■ **PROBLEM REQUIREMENTS**: Reproduce the lines, beginning at the line that contains "outline man with beard, every instance" and ending after the final line of the records, with "hole rule" changed to "fill rule" and all else left as it stands. Omit the pictures from your answer.

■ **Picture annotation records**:

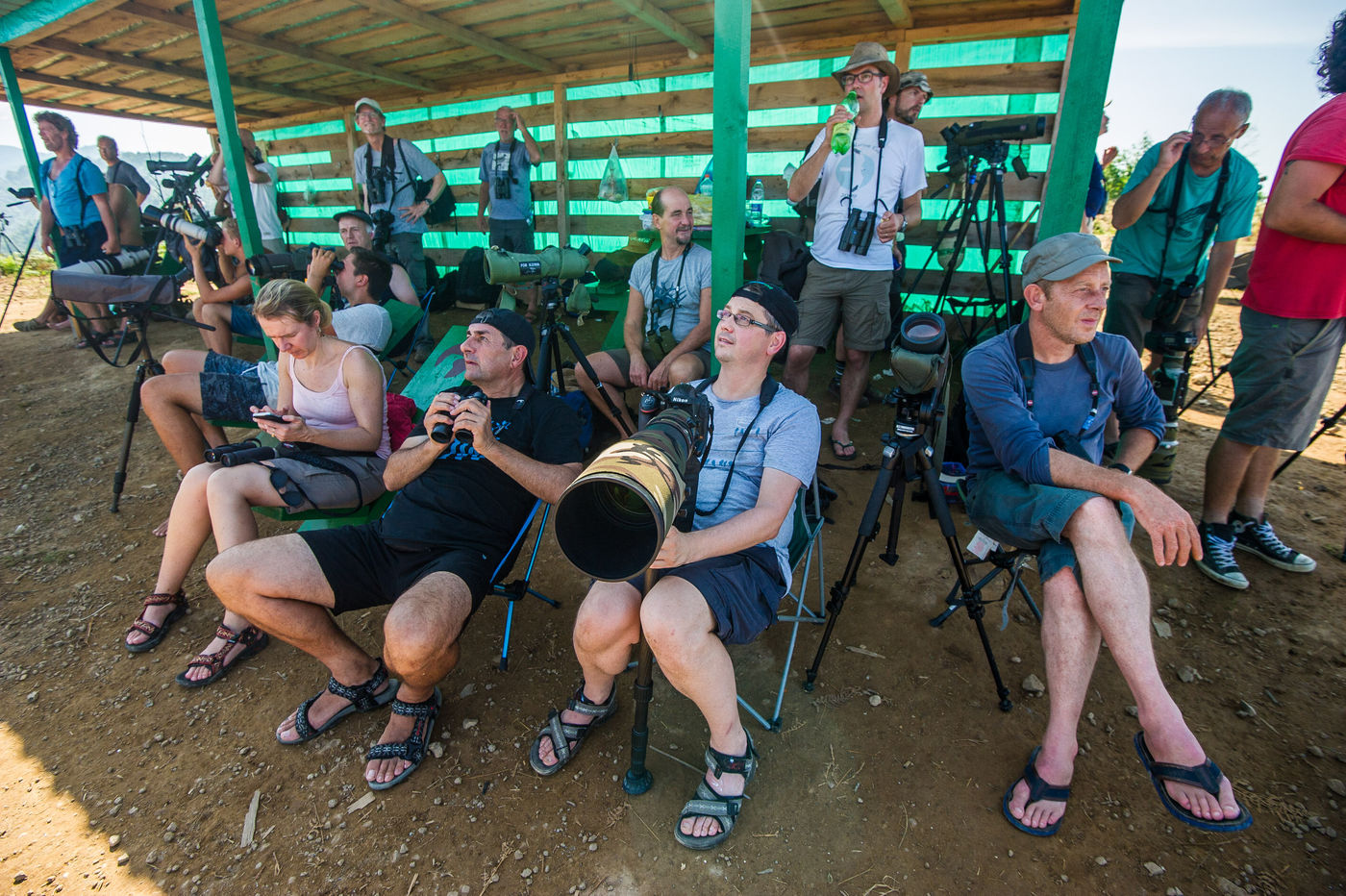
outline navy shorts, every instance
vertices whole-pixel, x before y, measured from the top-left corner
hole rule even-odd
[[[472,595],[472,612],[482,605],[499,565],[470,548],[393,546],[384,541],[378,523],[300,531],[314,552],[335,601],[334,613],[394,603],[412,585],[437,572],[458,576]]]
[[[1079,574],[1075,549],[1061,533],[1093,491],[1030,484],[1004,472],[980,472],[968,483],[968,515],[981,531],[999,542],[1038,552],[1038,577],[1047,581],[1062,569]],[[1110,499],[1109,499],[1110,500]],[[1131,506],[1119,505],[1127,538],[1136,526]]]
[[[660,578],[684,578],[701,592],[715,616],[715,634],[725,644],[755,640],[775,622],[775,611],[787,591],[775,552],[762,545],[654,572]],[[639,589],[645,580],[633,578],[631,584]]]
[[[250,420],[252,409],[267,404],[257,362],[206,354],[201,373],[201,416],[206,420]]]

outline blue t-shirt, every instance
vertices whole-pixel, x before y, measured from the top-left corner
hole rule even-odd
[[[529,188],[532,171],[533,160],[528,157],[528,147],[522,140],[513,140],[507,147],[502,147],[499,140],[486,145],[479,174],[482,183],[490,190],[491,218],[533,221],[533,191]]]
[[[1148,429],[1156,439],[1164,432],[1164,409],[1145,378],[1140,357],[1124,336],[1100,332],[1093,347],[1098,363],[1098,413],[1084,433],[1093,400],[1089,370],[1077,351],[1057,365],[1035,362],[1032,397],[1015,358],[1014,338],[1019,324],[985,340],[962,362],[962,390],[968,401],[968,467],[972,474],[1005,470],[1024,482],[1050,486],[1049,436],[1078,436],[1093,463],[1102,460],[1104,425],[1117,413],[1123,431]]]
[[[758,416],[760,405],[756,396],[739,401],[721,401],[715,394],[713,383],[704,394],[711,400],[715,433],[696,484],[697,515],[692,525],[693,530],[719,526],[755,507],[758,494],[762,491],[762,471],[767,467],[794,476],[804,486],[813,482],[813,472],[818,465],[818,445],[822,441],[818,410],[813,402],[781,386]],[[752,421],[754,416],[756,422]],[[744,432],[748,432],[748,437],[743,441],[743,448],[735,451]],[[724,488],[725,476],[730,476],[728,491]],[[720,502],[721,492],[724,492],[723,502]],[[719,507],[716,502],[720,502]],[[701,510],[711,509],[715,509],[713,513],[704,517],[700,514]],[[793,534],[791,507],[775,537],[762,542],[775,552],[781,562],[781,576],[787,583]]]
[[[1162,147],[1163,144],[1155,144],[1145,151],[1145,155],[1132,170],[1131,178],[1127,179],[1123,195],[1131,192],[1155,170]],[[1154,199],[1149,200],[1149,207],[1140,215],[1140,221],[1117,231],[1112,241],[1112,254],[1121,258],[1121,264],[1116,265],[1113,270],[1144,277],[1182,280],[1191,273],[1193,265],[1197,265],[1198,281],[1206,277],[1206,250],[1209,246],[1201,245],[1201,226],[1206,219],[1206,209],[1215,198],[1219,170],[1201,178],[1193,172],[1191,165],[1186,161],[1182,164],[1187,165],[1182,179],[1183,195],[1178,199],[1178,223],[1168,244],[1168,257],[1164,261],[1163,273],[1159,270],[1159,258],[1164,249],[1166,213],[1172,200],[1178,165],[1174,165],[1164,175],[1159,188],[1155,190]],[[1229,183],[1225,184],[1225,195],[1219,200],[1219,226],[1215,227],[1214,241],[1226,242],[1250,234],[1256,206],[1257,168],[1237,151],[1230,149]]]
[[[51,179],[51,163],[47,159],[39,168],[38,183],[42,186],[42,195],[51,203],[51,214],[57,217],[57,223],[62,227],[86,227],[98,223],[98,206],[94,204],[96,194],[108,192],[108,182],[104,180],[98,165],[89,161],[78,152],[75,157],[66,163],[57,179]],[[81,188],[83,202],[81,204]]]

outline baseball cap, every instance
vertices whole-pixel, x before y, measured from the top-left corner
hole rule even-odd
[[[1058,233],[1039,241],[1023,257],[1023,281],[1069,280],[1100,261],[1121,261],[1102,250],[1092,233]]]
[[[378,105],[378,100],[371,100],[369,97],[361,97],[359,100],[357,100],[355,101],[355,114],[357,116],[359,114],[359,108],[361,106],[369,106],[370,109],[373,109],[378,114],[384,114],[384,108],[381,105]]]

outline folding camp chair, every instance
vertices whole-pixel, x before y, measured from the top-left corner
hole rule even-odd
[[[826,622],[826,588],[822,566],[822,525],[826,518],[822,514],[822,505],[818,502],[818,479],[813,478],[813,484],[801,488],[794,499],[794,533],[790,537],[790,573],[791,588],[781,599],[781,607],[791,608],[793,612],[777,616],[777,622],[790,624],[790,640],[785,651],[785,663],[781,667],[781,681],[775,692],[775,705],[771,708],[771,717],[767,718],[758,712],[743,696],[739,696],[739,705],[756,718],[767,731],[781,731],[781,704],[785,702],[785,683],[790,677],[790,662],[794,659],[794,646],[800,636],[800,624],[821,624]],[[800,572],[798,588],[793,587],[793,576]],[[814,583],[813,570],[817,566],[817,609],[809,605],[808,596],[810,585]],[[793,601],[793,604],[790,603]],[[762,644],[762,639],[756,640]]]

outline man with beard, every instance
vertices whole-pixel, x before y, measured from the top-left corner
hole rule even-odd
[[[654,194],[660,246],[631,268],[625,348],[588,357],[604,386],[664,390],[711,373],[711,252],[692,242],[692,200],[677,187]],[[635,432],[625,402],[618,421],[583,365],[575,379],[618,431]]]

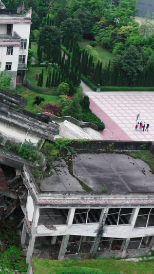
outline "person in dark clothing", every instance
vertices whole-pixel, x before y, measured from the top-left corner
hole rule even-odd
[[[146,127],[145,129],[145,130],[146,130],[146,129],[147,129],[147,131],[149,131],[149,125],[150,125],[150,124],[149,124],[149,123],[146,124]]]
[[[140,116],[140,113],[139,113],[139,114],[137,114],[136,121],[138,121],[139,116]]]

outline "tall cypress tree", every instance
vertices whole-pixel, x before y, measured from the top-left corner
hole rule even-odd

■ **WRITTEN REPLY**:
outline man with beard, every instance
vertices whole-pixel, x before y, measured from the top-left corner
fill rule even-odd
[[[654,194],[660,246],[631,268],[625,348],[588,357],[604,386],[664,390],[711,373],[711,252],[692,242],[692,200],[677,187]],[[635,432],[625,402],[618,421],[583,365],[575,379],[618,431]]]

outline "person in dark clothing", every instance
vertices whole-pixel, x before y, measured from the top-left corner
fill rule even-odd
[[[146,127],[145,129],[145,130],[146,130],[146,129],[147,129],[147,131],[149,131],[149,125],[150,125],[150,124],[149,124],[149,123],[146,124]]]
[[[140,116],[140,113],[139,113],[139,114],[137,114],[136,121],[138,121],[139,116]]]

outline "tall cypress tree", every instance
vertices whole-pixel, x before y, measured from the top-left corner
fill rule even-odd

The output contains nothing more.